** TASK PROMPT **
Working from the line that contains "of the handrail" down to the last line below, repeat each line exactly.

Point annotations for photos:
::::

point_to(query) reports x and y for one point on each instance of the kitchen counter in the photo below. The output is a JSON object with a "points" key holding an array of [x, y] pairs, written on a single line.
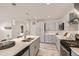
{"points": [[19, 45], [75, 51], [61, 37]]}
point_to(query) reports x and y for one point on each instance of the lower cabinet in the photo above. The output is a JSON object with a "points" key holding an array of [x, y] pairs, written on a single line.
{"points": [[73, 54], [34, 47], [50, 38], [26, 53]]}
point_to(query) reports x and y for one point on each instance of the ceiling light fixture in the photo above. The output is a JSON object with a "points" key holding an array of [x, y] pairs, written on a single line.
{"points": [[35, 17], [14, 4]]}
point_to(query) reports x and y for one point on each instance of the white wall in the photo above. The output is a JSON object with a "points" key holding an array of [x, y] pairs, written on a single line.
{"points": [[4, 32]]}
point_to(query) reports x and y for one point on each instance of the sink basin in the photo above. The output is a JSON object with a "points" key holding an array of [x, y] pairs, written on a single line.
{"points": [[27, 40], [6, 44]]}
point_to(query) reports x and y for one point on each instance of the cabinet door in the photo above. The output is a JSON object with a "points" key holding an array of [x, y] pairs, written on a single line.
{"points": [[37, 45], [32, 49], [73, 54]]}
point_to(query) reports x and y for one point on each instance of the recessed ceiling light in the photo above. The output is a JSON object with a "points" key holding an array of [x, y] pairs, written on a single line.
{"points": [[47, 3], [48, 16], [35, 17]]}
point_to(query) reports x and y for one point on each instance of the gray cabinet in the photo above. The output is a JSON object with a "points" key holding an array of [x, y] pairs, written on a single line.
{"points": [[34, 47], [50, 38], [26, 53], [73, 53]]}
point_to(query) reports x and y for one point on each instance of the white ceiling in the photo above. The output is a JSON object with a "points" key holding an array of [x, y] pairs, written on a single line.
{"points": [[31, 10]]}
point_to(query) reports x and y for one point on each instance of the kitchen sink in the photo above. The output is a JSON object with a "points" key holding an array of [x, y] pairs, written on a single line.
{"points": [[6, 44], [27, 40]]}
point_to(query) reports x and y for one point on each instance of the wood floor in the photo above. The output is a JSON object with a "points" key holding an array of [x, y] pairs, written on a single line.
{"points": [[48, 50]]}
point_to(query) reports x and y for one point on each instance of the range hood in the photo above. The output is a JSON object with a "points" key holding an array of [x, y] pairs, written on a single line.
{"points": [[74, 16]]}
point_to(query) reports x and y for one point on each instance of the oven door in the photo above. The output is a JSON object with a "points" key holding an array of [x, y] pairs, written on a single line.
{"points": [[63, 51]]}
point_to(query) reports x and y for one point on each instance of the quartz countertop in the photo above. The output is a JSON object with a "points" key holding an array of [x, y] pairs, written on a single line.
{"points": [[61, 37], [19, 45], [75, 50]]}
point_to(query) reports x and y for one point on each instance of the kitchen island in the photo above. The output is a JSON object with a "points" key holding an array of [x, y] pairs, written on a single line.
{"points": [[19, 46], [74, 51]]}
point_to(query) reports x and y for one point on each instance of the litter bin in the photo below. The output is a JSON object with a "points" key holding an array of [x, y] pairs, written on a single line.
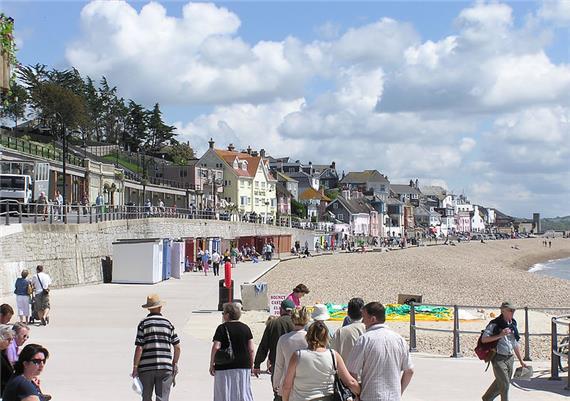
{"points": [[107, 264], [225, 294]]}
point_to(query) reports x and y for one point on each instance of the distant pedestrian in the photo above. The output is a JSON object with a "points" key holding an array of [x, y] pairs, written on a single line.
{"points": [[274, 329], [503, 329], [24, 383], [6, 370], [157, 350], [287, 345], [6, 313], [23, 290], [344, 338], [298, 292], [381, 358], [41, 283], [311, 372], [43, 205], [232, 378], [21, 335], [216, 263]]}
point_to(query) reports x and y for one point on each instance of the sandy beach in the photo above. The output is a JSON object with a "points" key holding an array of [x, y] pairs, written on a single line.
{"points": [[465, 274]]}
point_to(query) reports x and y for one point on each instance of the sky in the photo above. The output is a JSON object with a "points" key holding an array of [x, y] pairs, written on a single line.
{"points": [[473, 96]]}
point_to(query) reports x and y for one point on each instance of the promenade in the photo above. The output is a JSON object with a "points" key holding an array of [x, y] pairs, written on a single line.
{"points": [[92, 331]]}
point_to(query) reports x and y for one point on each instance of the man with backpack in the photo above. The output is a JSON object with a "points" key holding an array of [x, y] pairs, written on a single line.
{"points": [[502, 330]]}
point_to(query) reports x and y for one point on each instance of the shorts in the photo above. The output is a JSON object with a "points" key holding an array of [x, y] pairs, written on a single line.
{"points": [[23, 305], [41, 301]]}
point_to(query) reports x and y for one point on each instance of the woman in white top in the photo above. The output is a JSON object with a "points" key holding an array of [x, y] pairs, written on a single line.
{"points": [[310, 375], [288, 344]]}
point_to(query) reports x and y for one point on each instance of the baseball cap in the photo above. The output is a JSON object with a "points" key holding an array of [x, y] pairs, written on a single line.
{"points": [[287, 305]]}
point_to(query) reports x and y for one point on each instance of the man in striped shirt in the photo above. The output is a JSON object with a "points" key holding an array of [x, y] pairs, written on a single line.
{"points": [[153, 362]]}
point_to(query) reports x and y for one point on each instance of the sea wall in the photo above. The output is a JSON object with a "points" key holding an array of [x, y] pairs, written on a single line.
{"points": [[72, 253]]}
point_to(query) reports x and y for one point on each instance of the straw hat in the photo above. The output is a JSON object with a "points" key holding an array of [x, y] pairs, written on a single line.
{"points": [[153, 301], [320, 312]]}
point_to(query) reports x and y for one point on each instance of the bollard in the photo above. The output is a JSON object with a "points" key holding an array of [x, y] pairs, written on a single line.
{"points": [[456, 344], [413, 327], [554, 358], [526, 336]]}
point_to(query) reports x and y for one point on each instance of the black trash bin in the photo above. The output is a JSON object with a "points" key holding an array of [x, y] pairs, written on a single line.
{"points": [[107, 264], [225, 294]]}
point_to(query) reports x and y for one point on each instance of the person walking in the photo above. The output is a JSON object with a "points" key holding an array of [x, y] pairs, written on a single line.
{"points": [[381, 358], [344, 338], [298, 292], [6, 313], [24, 383], [157, 351], [503, 329], [21, 335], [274, 329], [216, 263], [232, 378], [6, 370], [23, 289], [311, 372], [41, 282], [287, 345]]}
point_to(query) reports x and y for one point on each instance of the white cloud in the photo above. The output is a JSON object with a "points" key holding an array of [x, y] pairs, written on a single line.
{"points": [[557, 11]]}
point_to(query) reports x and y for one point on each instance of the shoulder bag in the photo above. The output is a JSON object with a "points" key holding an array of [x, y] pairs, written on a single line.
{"points": [[340, 391], [225, 356], [45, 291]]}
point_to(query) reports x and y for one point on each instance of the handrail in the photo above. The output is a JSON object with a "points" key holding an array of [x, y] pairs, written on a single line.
{"points": [[33, 213], [559, 350], [456, 331]]}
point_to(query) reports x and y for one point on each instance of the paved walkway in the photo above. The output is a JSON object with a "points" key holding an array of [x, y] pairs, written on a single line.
{"points": [[92, 334]]}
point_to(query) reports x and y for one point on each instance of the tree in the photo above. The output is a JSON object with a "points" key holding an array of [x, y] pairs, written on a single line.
{"points": [[159, 133], [16, 101], [181, 154]]}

::::

** THE RESPONSE **
point_to(query) reports x and y for one point on each instance of the handrail in the photo above. The output is a JSON object with a "points" key holding an array of [x, y] pairs, written on a single line.
{"points": [[33, 213], [559, 350], [456, 331]]}
point_to(query) reports x and y for one point on each instance of the paved walkway in the photo above. The output is a JSON object with a "points" key holding an array of [x, y] pairs, written on a single line.
{"points": [[92, 334]]}
point_to(query) reports x and y for one point on each instance of the tree in the photo above. The output is a JSON object with a "points" key holding an array of [x, y] pairs, written on a single line.
{"points": [[159, 133], [16, 101], [181, 154]]}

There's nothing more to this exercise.